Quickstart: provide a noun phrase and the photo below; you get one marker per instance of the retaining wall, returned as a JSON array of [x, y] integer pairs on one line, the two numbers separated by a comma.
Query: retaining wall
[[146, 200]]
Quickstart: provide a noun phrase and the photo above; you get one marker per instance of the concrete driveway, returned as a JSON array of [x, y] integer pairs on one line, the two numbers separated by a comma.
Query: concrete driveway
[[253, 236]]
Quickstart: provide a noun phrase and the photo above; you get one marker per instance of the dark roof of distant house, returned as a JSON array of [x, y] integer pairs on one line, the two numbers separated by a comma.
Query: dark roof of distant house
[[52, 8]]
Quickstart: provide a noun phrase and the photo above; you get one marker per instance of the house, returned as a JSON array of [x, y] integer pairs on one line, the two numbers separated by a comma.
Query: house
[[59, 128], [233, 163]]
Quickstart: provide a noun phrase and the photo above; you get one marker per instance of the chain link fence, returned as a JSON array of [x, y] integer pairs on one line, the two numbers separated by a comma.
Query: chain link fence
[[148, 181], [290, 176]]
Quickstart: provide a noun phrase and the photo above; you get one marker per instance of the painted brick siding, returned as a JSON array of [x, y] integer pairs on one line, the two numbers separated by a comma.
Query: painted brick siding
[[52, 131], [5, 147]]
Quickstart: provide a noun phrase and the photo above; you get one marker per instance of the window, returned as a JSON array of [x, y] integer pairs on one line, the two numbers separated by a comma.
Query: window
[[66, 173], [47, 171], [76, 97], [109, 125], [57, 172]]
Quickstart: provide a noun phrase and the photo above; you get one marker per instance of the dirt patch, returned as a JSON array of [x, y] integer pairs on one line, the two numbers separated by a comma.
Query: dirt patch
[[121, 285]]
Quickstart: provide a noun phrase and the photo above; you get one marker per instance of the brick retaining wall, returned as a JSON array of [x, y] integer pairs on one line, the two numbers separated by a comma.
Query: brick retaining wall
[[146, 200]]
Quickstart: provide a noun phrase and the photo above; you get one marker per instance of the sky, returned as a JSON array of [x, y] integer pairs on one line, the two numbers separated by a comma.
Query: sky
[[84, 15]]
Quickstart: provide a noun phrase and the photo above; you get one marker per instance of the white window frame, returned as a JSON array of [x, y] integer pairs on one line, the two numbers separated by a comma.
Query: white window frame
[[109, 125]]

## EXERCISE AIM:
Starting at the line that contains "of the concrete" and stopping after the line that contains "[[59, 128], [233, 163]]", write out only those entries again, requests included. Multiply every x and y coordinate in the answers by 2.2 and round each result to a whole number, with halves rounded up; leave any numbers in the requests as they are.

## TASK RESULT:
Quickstart: provide a noun phrase and the photo above; you get one marker per instance of the concrete driveway, returned as a JSON array of [x, y] integer pairs on one line, the two numbers separated by a comma.
Query: concrete driveway
[[557, 519]]
Quickstart: provide a noun phrase and the photo above; you get one marker per instance of the dark roof of distant house, returned as a JSON array of [x, y] integer pairs on one line, the two numbers separated by a comma.
Query: dark roof of distant house
[[114, 18]]
Quickstart: provide a noun phrase and the photo above; you get one marker per instance of the house, returned as a JSON array of [x, y] integer pairs on one line, the two numbers separated by a comma.
Query: house
[[130, 282], [513, 359]]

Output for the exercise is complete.